> **Your goal**
Reproduce the listing below line for line, omitting the picture markers.

> **Exercise inputs**
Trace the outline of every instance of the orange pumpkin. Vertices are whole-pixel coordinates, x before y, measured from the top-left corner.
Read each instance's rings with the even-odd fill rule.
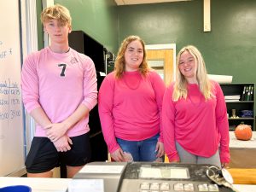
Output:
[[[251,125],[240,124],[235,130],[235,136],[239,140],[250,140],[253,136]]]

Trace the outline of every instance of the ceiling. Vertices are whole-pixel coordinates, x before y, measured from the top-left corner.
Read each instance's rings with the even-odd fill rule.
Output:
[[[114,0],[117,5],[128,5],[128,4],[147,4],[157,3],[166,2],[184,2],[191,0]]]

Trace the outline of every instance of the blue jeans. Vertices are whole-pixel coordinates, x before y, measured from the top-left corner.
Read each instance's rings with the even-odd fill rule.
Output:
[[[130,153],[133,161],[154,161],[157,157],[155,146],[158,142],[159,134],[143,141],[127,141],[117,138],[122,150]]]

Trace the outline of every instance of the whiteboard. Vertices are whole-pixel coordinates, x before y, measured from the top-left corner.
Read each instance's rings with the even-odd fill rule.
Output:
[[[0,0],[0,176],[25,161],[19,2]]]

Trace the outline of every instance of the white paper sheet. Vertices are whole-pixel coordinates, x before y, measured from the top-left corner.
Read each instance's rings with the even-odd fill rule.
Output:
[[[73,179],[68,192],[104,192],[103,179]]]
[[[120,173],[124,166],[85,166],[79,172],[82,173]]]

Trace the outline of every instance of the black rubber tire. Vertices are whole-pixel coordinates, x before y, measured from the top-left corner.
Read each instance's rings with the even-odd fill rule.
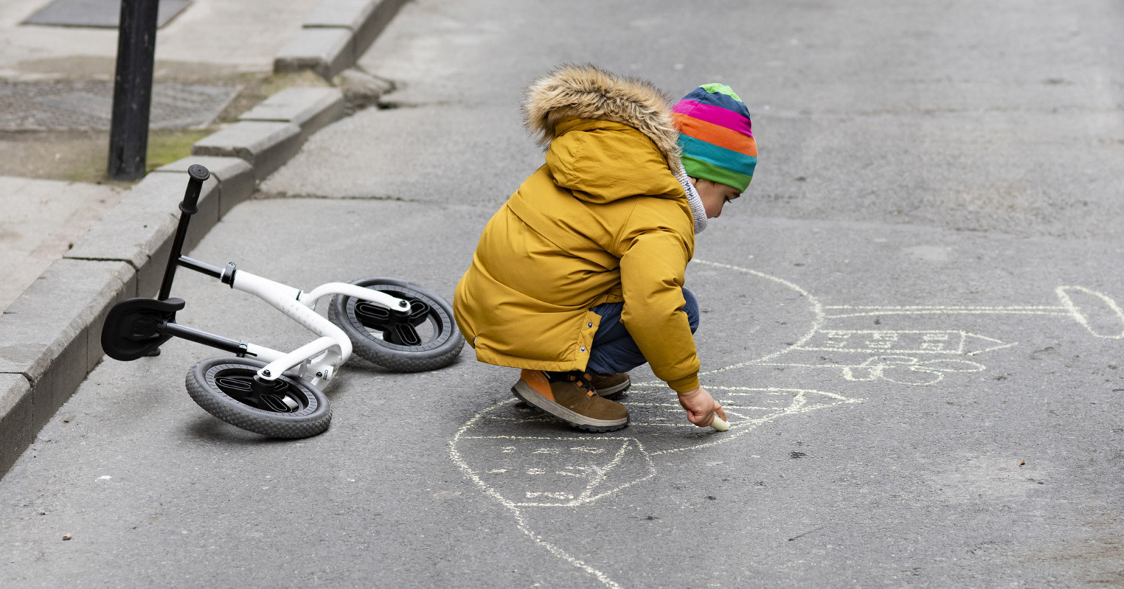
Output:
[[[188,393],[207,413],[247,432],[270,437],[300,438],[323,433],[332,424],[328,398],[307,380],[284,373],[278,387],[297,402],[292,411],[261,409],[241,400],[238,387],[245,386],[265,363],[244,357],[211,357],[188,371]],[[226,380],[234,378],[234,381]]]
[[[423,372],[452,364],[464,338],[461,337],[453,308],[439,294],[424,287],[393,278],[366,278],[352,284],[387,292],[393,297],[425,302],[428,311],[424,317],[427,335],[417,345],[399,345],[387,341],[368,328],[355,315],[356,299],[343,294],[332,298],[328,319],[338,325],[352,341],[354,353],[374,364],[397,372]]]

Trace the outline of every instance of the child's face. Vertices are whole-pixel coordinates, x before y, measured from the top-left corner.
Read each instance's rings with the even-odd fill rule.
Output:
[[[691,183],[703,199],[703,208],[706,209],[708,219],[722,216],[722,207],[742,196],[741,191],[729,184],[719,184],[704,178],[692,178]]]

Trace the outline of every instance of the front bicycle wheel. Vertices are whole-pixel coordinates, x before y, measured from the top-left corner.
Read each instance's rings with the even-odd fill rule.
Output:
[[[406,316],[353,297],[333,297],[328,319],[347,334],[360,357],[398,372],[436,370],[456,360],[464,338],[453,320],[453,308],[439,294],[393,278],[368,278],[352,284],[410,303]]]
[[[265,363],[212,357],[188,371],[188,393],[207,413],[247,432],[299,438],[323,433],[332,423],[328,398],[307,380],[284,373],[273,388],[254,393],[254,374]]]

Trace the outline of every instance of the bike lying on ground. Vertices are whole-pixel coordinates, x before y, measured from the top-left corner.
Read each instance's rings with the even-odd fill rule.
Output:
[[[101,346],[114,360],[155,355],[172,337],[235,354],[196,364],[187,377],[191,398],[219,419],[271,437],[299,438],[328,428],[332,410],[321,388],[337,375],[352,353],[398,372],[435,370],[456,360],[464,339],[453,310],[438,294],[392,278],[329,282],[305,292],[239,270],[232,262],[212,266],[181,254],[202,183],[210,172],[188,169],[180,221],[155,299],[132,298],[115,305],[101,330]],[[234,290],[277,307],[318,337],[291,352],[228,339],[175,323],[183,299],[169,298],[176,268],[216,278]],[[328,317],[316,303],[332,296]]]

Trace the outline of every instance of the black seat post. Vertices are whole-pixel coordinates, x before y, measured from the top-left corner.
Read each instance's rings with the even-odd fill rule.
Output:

> **In response**
Trace the outline of every instance of the orange pumpkin. Vertices are whole-pixel coordinates, x before y, measured from the top-left corner.
Read each instance's rings with the even-odd fill rule.
Output:
[[[251,125],[240,124],[235,130],[235,136],[239,140],[250,140],[253,136]]]

Trace the outline of every instance of the ceiling. Vertices are whole-pixel coordinates, x before y, measured from the top-left corner.
Read each instance's rings with the even-odd fill rule.
Output:
[[[114,0],[117,5],[128,5],[128,4],[147,4],[157,3],[166,2],[184,2],[191,0]]]

Trace the outline of every instance of the blue jeans. Vertices are whole-pixel coordinates, x before y, measured from the top-left corner.
Read each instance's rings with the even-odd fill rule.
Output:
[[[130,153],[133,161],[154,161],[157,157],[155,146],[158,142],[159,134],[143,141],[127,141],[117,138],[122,150]]]

Trace the outline of every instance of the whiteboard. Vertices are whole-pixel coordinates, x before y, measured from the top-left corner.
Read each instance's rings with the even-odd fill rule.
Output:
[[[0,0],[0,176],[25,161],[19,2]]]

Trace the outline of every instance of the white paper sheet. Vertices are whole-pixel coordinates, x before y, measured from the top-left corner.
Read each instance's rings with the even-odd fill rule.
Output:
[[[73,179],[68,192],[104,192],[103,179]]]
[[[120,173],[124,166],[85,166],[79,172],[82,173]]]

Trace the outline of every instance of the black rubber tire. Vertices are whole-pixel coordinates, x before y, measured from the top-left corner.
Read each instance's rings with the even-odd fill rule.
Output:
[[[188,393],[207,413],[247,432],[270,437],[300,438],[323,433],[332,424],[328,398],[307,380],[284,373],[278,387],[297,402],[292,411],[261,409],[241,400],[238,387],[245,386],[265,363],[244,357],[211,357],[188,371]],[[226,380],[234,378],[234,381]]]
[[[423,372],[452,364],[464,338],[461,337],[453,308],[439,294],[424,287],[393,278],[366,278],[352,284],[387,292],[393,297],[425,302],[428,311],[424,317],[427,335],[417,345],[399,345],[387,341],[368,328],[355,315],[356,299],[343,294],[332,298],[328,319],[338,325],[352,341],[354,353],[374,364],[397,372]]]

Trace the outline of every instance of the child's face. Vertices are whole-pixel coordinates, x before y, measured from the top-left corner.
Read each instance's rings with the even-odd fill rule.
Output:
[[[691,183],[703,199],[703,208],[706,209],[708,219],[722,216],[722,207],[742,196],[741,191],[729,184],[719,184],[704,178],[692,178]]]

Trace the outline of every instance of the front bicycle wheel. Vertices are whole-pixel coordinates, x before y, measured from the top-left corner.
Read each instance's rings with the even-odd fill rule.
Output:
[[[406,316],[353,297],[333,297],[328,319],[347,334],[360,357],[398,372],[436,370],[456,360],[464,338],[453,320],[453,308],[439,294],[393,278],[368,278],[352,284],[410,303]]]
[[[265,363],[212,357],[188,371],[188,393],[207,413],[247,432],[299,438],[323,433],[332,423],[328,398],[307,380],[284,373],[273,388],[254,393],[254,374]]]

Trace the outline of every instance of the bike lying on ground. Vertices are whole-pixel coordinates, x before y, measured from the top-left corner.
Read each instance's rings with the even-odd fill rule.
Output:
[[[101,346],[114,360],[155,355],[172,337],[235,354],[196,364],[187,377],[191,398],[219,419],[271,437],[299,438],[328,428],[332,410],[321,388],[337,375],[352,353],[398,372],[435,370],[456,360],[464,339],[453,310],[438,294],[392,278],[329,282],[305,292],[239,270],[232,262],[212,266],[181,254],[202,183],[210,172],[188,169],[180,221],[155,299],[132,298],[115,305],[101,330]],[[234,290],[277,307],[318,337],[291,352],[228,339],[175,323],[183,299],[169,298],[176,268],[216,278]],[[328,317],[316,303],[332,296]]]

Trace the outline of every instance of the black seat post. Vertices are whole-pixel coordinates, x before y, measured from the top-left corner.
Read each instance's rings with the even-odd fill rule.
Output:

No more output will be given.